§ **Extrait du texte**
************

Mes chers frères et sœurs !

L’apôtre Pierre nous accompagne depuis les deux derniers dimanches. Nous l’avons rencontré dans ses douteslors de la marche sur le lac, lors sa profession de Foi à Césarée de Philippe, reconnaissant que Jésus est le Messie.  Aujourd’hui, nous constatons qu’il est totalement à côté de la plaque sur sa vision du Christ, du Messie. Pour Simon Pierre, comme pour les Juifs, le messie devait être fort, glorieux, identifié au nouveau grand roi, avec la mission de restaurer la gloire d’Israël en le libérant des dominateurs Romains.

Jésus explique aujourd’hui ce que veut dire pour lui être le messie et en quoi consiste sa mission. Être messie veut dire : aucune gloire, aucun pouvoir, aucun compromis ni de compromission ! Le Messie veut vivre à fond la mission que le Père lui a confiée et y rester fidèle.  Jésus explique que son choix est radical, et qu’il est plutôt disposé à mourir, en donnant sa vie sur la croix.

************

§ **Exercice proposé 1**
Traduisez en anglais cette phrase de l'extrait sur l'apôtre Pierre : « Jésus explique aujourd’hui ce que veut dire pour lui être le messie et en quoi consiste sa mission. »
§ **Exercice proposé 2**
D'après l'extrait sur l'apôtre Pierre, de qui le messie devait-il libérer Israël aux yeux de Simon Pierre et des Juifs ?
§ **Exercice proposé 3**
Poursuivez l'extrait sur l'apôtre Pierre à partir de sa dernière phrase.

************

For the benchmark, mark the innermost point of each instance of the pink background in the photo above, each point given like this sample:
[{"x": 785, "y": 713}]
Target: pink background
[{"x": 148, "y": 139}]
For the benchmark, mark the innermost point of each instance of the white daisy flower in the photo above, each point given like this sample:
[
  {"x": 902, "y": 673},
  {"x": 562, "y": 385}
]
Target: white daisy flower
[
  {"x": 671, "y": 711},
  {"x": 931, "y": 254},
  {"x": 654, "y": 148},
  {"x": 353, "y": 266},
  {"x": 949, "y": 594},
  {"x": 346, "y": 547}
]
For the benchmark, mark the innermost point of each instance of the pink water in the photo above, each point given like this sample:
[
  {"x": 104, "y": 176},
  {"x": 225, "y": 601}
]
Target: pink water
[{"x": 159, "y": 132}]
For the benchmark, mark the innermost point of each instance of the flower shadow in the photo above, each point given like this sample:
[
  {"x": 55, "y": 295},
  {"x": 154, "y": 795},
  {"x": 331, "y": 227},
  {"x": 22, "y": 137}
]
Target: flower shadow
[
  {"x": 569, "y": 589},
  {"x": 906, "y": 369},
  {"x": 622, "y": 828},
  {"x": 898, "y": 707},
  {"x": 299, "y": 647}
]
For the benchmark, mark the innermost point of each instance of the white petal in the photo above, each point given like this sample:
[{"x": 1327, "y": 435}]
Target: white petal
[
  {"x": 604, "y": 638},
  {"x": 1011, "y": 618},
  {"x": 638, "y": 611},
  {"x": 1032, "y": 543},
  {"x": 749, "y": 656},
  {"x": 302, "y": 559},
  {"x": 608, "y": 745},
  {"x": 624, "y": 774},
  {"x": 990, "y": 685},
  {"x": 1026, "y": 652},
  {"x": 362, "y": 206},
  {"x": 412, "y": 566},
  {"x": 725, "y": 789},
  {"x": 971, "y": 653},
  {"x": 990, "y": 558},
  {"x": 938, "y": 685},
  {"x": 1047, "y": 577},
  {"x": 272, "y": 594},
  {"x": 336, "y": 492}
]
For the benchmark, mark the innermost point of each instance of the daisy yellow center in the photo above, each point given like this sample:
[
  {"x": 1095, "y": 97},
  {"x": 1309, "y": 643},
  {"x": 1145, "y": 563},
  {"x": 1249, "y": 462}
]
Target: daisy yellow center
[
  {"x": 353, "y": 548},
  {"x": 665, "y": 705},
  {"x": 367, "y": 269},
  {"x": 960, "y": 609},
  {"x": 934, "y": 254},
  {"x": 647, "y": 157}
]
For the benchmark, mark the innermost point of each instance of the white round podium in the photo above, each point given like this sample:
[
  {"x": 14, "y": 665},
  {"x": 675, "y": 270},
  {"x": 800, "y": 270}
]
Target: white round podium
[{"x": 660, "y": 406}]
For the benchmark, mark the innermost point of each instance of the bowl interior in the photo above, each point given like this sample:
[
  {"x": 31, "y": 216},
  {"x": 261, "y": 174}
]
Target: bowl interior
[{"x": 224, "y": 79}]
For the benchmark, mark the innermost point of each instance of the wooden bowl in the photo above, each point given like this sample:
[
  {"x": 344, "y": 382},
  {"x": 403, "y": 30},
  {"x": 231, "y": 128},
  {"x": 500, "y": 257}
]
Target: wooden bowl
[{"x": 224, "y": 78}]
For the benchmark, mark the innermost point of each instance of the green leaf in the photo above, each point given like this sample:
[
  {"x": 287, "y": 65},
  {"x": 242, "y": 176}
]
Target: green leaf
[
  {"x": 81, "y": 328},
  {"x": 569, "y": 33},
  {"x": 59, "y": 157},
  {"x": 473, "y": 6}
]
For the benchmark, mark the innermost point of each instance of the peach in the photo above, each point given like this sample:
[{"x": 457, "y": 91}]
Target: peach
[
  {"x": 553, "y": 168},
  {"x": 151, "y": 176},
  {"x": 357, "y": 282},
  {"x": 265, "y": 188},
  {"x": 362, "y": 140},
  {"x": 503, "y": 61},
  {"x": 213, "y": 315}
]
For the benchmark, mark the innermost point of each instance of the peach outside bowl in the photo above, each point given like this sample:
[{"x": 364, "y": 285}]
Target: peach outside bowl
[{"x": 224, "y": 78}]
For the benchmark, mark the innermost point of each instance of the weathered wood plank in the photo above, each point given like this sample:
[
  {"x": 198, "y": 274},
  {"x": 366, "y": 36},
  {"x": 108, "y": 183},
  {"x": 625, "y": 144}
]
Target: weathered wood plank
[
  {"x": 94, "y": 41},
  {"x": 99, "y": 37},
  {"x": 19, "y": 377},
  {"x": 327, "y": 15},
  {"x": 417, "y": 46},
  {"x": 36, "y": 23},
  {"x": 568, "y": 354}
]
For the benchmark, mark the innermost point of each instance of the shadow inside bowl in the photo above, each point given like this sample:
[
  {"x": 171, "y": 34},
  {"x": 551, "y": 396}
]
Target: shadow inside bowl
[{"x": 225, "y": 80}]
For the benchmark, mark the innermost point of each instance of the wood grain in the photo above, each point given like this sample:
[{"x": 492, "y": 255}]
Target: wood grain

************

§ **Résultat final 1**
Today Jesus explains what being the messiah means to him and what his mission consists of.

§ **Résultat final 2**
Des dominateurs romains.

§ **Résultat final 3**
Ces explications  choquent terriblement les disciples qui sont atterrés. Il y a encore une heure, sur la route, ils faisaient un mini-sommet pour savoir comment ils allaient former le gouvernement, qui devait occuper le poste le plus important, se mettre à gauche ou à droite de Jésus, qui était le plus grand parmi eux. Matignon était déjà pris ! Pierre leur avait fait comprendre que ce poste-là lui appartenait déjà depuis sa profession de foi à Césarée de Philippe. Tous les calculs étaient faits, les accords signés, gouvernement révolutionnaire de combat était presque à pied d’œuvre ! Mais maintenant, Jésus leur parle de douleur, de souffrance et de mort. Ça ne va plus du tout ! Le Messie a certainement perdu le nord et il faut dans l’urgence faire quelque chose pour sauver le pouvoir.

C’est encore Pierre intervient ! Toujours le même ! Il prend Jésus à part, l’interpelle et lui fait une petite leçon de politique et de diplomatie : « Ecoute Jésus, il faut que tu changes de langage. En politique, la Com est importante. Il faut la soigner. Là, tu commences à tout brouiller le message et casser le moral des troupes ! Tu risques de te retrouver tout seul, avec des ministres démissionnaires si tu continues à envoyer de tels messages ». J’essaye de reformuler et d’actualiser le message de Pierre. Combien de fois nous aussi, nous essayons de faire la leçon au Seigneur en lui disant que faire, comment le faire, comment le dire, comment gérer le monde qu’il a créé. La réaction de Jésus ne se fait pas attendre ! Opération de recadrage ; Jésus interpelle Pierre en l’invitant à changer de mentalité et à redevenir disciple.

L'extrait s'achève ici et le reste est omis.